Brief:
Exact repetition is the task: copy every entry below.

[Source data]
——

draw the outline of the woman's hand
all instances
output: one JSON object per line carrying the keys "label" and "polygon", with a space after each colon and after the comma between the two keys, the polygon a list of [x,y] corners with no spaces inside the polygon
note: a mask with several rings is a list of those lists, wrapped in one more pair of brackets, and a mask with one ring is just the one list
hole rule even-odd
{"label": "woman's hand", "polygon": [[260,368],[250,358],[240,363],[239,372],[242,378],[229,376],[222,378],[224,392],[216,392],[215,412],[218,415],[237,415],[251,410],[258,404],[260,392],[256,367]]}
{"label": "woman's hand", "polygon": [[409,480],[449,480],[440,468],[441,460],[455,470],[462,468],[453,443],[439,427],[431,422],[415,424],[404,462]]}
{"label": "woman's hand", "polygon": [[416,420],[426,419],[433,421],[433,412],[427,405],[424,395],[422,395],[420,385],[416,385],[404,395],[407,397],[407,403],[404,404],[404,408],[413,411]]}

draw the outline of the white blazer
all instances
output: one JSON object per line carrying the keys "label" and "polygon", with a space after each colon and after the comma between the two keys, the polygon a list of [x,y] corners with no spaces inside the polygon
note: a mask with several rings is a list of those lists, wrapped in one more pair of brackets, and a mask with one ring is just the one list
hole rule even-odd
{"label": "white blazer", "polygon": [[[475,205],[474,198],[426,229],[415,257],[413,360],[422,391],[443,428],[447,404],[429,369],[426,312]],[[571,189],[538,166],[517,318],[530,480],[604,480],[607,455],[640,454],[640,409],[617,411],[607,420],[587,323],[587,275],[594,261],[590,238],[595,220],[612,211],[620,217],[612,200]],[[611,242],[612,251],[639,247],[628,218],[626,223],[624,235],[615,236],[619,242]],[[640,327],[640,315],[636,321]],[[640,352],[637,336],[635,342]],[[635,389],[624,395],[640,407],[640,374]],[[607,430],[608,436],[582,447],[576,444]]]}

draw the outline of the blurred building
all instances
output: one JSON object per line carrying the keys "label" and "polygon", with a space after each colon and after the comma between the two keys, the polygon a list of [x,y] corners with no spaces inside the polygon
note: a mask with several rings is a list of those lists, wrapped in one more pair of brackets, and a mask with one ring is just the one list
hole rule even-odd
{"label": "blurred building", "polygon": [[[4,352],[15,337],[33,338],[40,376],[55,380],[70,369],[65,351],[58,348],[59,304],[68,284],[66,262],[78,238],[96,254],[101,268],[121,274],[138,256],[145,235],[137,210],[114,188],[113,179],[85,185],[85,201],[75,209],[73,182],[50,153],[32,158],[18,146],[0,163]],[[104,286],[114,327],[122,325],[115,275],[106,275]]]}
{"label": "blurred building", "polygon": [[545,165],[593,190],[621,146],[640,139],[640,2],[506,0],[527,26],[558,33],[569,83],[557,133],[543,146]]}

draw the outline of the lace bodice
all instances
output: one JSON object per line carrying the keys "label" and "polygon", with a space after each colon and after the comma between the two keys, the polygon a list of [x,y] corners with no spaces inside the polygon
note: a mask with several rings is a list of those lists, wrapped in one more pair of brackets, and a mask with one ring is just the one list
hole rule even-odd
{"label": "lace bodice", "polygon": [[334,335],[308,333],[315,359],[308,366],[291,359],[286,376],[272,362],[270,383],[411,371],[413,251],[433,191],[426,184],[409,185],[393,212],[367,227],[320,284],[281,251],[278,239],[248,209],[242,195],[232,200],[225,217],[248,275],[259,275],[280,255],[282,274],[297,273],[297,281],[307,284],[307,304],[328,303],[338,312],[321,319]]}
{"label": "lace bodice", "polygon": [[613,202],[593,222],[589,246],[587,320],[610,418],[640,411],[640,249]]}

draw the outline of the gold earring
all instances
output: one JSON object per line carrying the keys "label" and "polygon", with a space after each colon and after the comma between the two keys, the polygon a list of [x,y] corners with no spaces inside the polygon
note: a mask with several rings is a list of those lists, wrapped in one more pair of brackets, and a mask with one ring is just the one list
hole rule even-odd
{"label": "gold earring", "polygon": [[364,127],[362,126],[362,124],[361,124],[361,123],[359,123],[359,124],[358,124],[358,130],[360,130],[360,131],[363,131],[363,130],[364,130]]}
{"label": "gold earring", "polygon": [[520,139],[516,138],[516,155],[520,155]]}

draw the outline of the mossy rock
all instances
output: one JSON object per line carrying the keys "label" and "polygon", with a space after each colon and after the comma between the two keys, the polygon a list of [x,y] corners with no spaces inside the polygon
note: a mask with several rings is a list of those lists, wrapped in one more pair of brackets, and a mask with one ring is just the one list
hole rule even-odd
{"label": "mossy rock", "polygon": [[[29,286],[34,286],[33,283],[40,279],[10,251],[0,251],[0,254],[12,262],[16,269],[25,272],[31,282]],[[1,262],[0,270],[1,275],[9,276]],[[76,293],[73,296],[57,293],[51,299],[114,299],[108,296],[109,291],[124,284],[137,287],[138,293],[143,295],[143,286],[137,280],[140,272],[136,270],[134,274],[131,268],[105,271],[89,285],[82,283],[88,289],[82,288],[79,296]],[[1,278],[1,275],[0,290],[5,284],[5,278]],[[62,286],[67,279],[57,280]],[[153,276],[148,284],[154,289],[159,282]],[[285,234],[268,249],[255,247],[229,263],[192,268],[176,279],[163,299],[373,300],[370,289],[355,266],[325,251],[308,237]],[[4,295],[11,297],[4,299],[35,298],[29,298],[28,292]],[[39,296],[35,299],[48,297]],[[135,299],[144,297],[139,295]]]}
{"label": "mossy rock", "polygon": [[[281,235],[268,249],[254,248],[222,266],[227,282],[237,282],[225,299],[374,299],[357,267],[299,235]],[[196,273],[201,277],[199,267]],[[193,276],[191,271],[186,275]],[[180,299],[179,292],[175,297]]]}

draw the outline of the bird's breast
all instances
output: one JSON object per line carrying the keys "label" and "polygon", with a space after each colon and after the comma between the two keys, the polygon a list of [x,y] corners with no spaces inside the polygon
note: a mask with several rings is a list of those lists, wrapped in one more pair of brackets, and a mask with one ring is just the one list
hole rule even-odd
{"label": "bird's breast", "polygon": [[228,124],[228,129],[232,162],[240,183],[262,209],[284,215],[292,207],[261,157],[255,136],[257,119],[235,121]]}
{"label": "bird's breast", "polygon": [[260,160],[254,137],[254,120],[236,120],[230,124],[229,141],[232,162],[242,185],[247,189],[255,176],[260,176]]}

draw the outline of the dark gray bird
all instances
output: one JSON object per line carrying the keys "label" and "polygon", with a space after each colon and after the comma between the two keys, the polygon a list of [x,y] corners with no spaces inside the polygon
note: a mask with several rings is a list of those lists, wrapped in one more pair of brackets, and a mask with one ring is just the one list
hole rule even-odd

——

Answer space:
draw the outline of the woman's hand
all instances
output: one JSON object per line carrying the keys "label" and "polygon", with a space after each colon and after the comma between the two keys, the polygon a list of [x,y] corners with no spaces inside the polygon
note: a mask with several rings is a list of those lists, wrapped in one more pair of brackets, and a mask with one ring is just the one list
hole rule even-odd
{"label": "woman's hand", "polygon": [[260,368],[250,358],[240,363],[239,372],[242,378],[229,376],[222,378],[224,392],[216,392],[215,412],[218,415],[237,415],[251,410],[258,404],[260,392],[256,367]]}
{"label": "woman's hand", "polygon": [[409,480],[449,480],[440,468],[441,460],[455,470],[462,468],[453,443],[439,427],[431,422],[415,424],[404,462]]}
{"label": "woman's hand", "polygon": [[416,420],[426,419],[433,421],[433,412],[427,405],[424,395],[422,395],[420,385],[416,385],[404,395],[407,397],[407,403],[404,404],[404,408],[413,411]]}

draw the outline of the white blazer
all instances
output: one JSON object per line carrying the keys "label" and "polygon", with a space after each colon and after the comma between the two keys, the polygon a list of [x,y] corners with no spaces inside the polygon
note: a mask with several rings is a list of those lists, wrapped in one more pair of brackets, and a mask with one ring is just the one list
hole rule even-odd
{"label": "white blazer", "polygon": [[[475,205],[474,198],[426,229],[415,257],[413,360],[422,391],[443,428],[447,404],[429,369],[426,312]],[[571,189],[538,166],[517,318],[530,480],[604,480],[607,455],[640,454],[640,409],[617,411],[607,420],[587,323],[587,275],[594,261],[590,238],[595,220],[612,211],[620,217],[612,200]],[[611,242],[612,251],[639,247],[628,218],[626,223],[624,235],[615,236],[619,242]],[[640,327],[640,315],[636,321]],[[640,352],[637,336],[635,342]],[[635,389],[624,395],[640,407],[640,374]],[[607,430],[608,436],[582,447],[576,444]]]}

draw the outline of the blurred building
all instances
output: one JSON object per line carrying the keys "label" and "polygon", with a space after each colon and after the comma between the two keys, the polygon a list of [x,y] corners with no spaces inside the polygon
note: a mask with several rings is a list of those lists, wrapped in one more pair of brackets, and a mask with one ring is just the one list
hole rule even-odd
{"label": "blurred building", "polygon": [[[4,352],[15,337],[33,338],[40,376],[55,380],[70,369],[65,351],[58,348],[59,304],[68,284],[66,262],[78,238],[96,254],[101,268],[121,274],[138,256],[145,235],[137,210],[114,188],[113,179],[85,185],[85,201],[75,209],[73,182],[50,153],[32,158],[18,146],[0,163]],[[104,286],[114,327],[122,325],[115,275],[106,275]]]}
{"label": "blurred building", "polygon": [[545,165],[593,190],[621,146],[640,139],[640,2],[506,0],[527,26],[558,33],[569,83],[557,133],[543,146]]}

draw the outline of the lace bodice
all instances
output: one JSON object per line carrying the keys "label" and "polygon", with a space after each colon and after the comma between the two keys, the polygon a list of [x,y] corners with no spaces inside the polygon
note: a mask with several rings is a list of those lists, wrapped in one more pair of brackets, and a mask with one ring is just the one list
hole rule even-odd
{"label": "lace bodice", "polygon": [[334,335],[308,333],[315,359],[308,366],[291,359],[286,376],[272,362],[270,383],[411,371],[413,251],[433,191],[426,184],[409,185],[393,212],[367,227],[320,284],[281,251],[278,239],[248,209],[242,195],[232,200],[225,217],[248,275],[259,275],[280,255],[282,274],[297,273],[297,281],[307,284],[307,304],[328,303],[338,312],[321,319]]}
{"label": "lace bodice", "polygon": [[613,202],[593,222],[589,246],[587,320],[610,418],[640,411],[640,249]]}

draw the outline of the gold earring
all instances
output: one JSON object per line carrying the keys "label" and "polygon", with a space after each colon and after the comma between the two keys, the polygon a list of [x,y] corners with no spaces inside the polygon
note: a mask with several rings is a list of those lists, wrapped in one more pair of brackets, and a mask with one ring is just the one list
hole rule even-odd
{"label": "gold earring", "polygon": [[364,127],[362,126],[362,124],[361,124],[361,123],[359,123],[359,124],[358,124],[358,130],[360,130],[360,131],[363,131],[363,130],[364,130]]}
{"label": "gold earring", "polygon": [[520,139],[516,138],[516,155],[520,155]]}

draw the outline of the mossy rock
all instances
output: one JSON object per line carrying the keys "label" and "polygon", with a space after each colon and after the comma between the two keys, the polygon a list of [x,y] corners with no spaces inside the polygon
note: a mask with several rings is a list of those lists, wrapped in one more pair of brackets, and a mask with one ring is just the one list
hole rule even-odd
{"label": "mossy rock", "polygon": [[[29,286],[34,286],[33,283],[40,279],[10,251],[0,251],[0,254],[12,262],[16,269],[25,272],[31,282]],[[1,262],[0,270],[1,275],[9,276]],[[76,293],[73,296],[57,293],[51,299],[114,299],[108,296],[109,291],[124,284],[137,287],[138,293],[143,295],[143,286],[137,280],[140,272],[136,270],[134,274],[131,268],[105,271],[89,285],[82,283],[88,289],[82,288],[79,296]],[[1,278],[1,275],[0,290],[5,284],[5,278]],[[62,286],[67,279],[57,280]],[[153,276],[148,284],[154,289],[159,282]],[[285,234],[268,249],[255,247],[229,263],[192,268],[176,279],[163,299],[373,300],[370,289],[355,266],[325,251],[308,237]],[[4,295],[11,297],[4,299],[35,298],[29,298],[28,292]],[[39,296],[35,299],[48,297]],[[135,299],[144,297],[139,295]]]}
{"label": "mossy rock", "polygon": [[[281,235],[268,249],[254,248],[222,266],[227,282],[237,282],[225,299],[374,299],[357,267],[299,235]],[[196,273],[201,277],[199,267]],[[193,276],[191,271],[186,275]],[[180,299],[179,292],[175,297]]]}

draw the outline of the bird's breast
all instances
output: one JSON object per line carrying the keys "label" and "polygon", with a space after each colon and after the comma between the two keys, the polygon a list of [x,y] corners with no spaces inside the polygon
note: a mask with several rings is a list of those lists, wrapped in one more pair of brackets, and a mask with one ring is just the one list
hole rule even-odd
{"label": "bird's breast", "polygon": [[228,124],[228,129],[232,162],[240,183],[262,209],[284,215],[292,207],[261,157],[255,136],[257,119],[235,121]]}
{"label": "bird's breast", "polygon": [[260,160],[254,137],[254,120],[236,120],[230,124],[229,141],[232,162],[242,185],[247,189],[255,176],[260,176]]}

draw the outline of the dark gray bird
all instances
output: one JSON object per line carrying the keys "label" and "polygon", with a space after each colon and after the comma between the two keys, the polygon a list of [x,y] corners with no spaces inside the polygon
note: a mask with several rings is a list of those lists, wrapped in one more pair of brackets, and a mask with one ring is just the one list
hole rule even-odd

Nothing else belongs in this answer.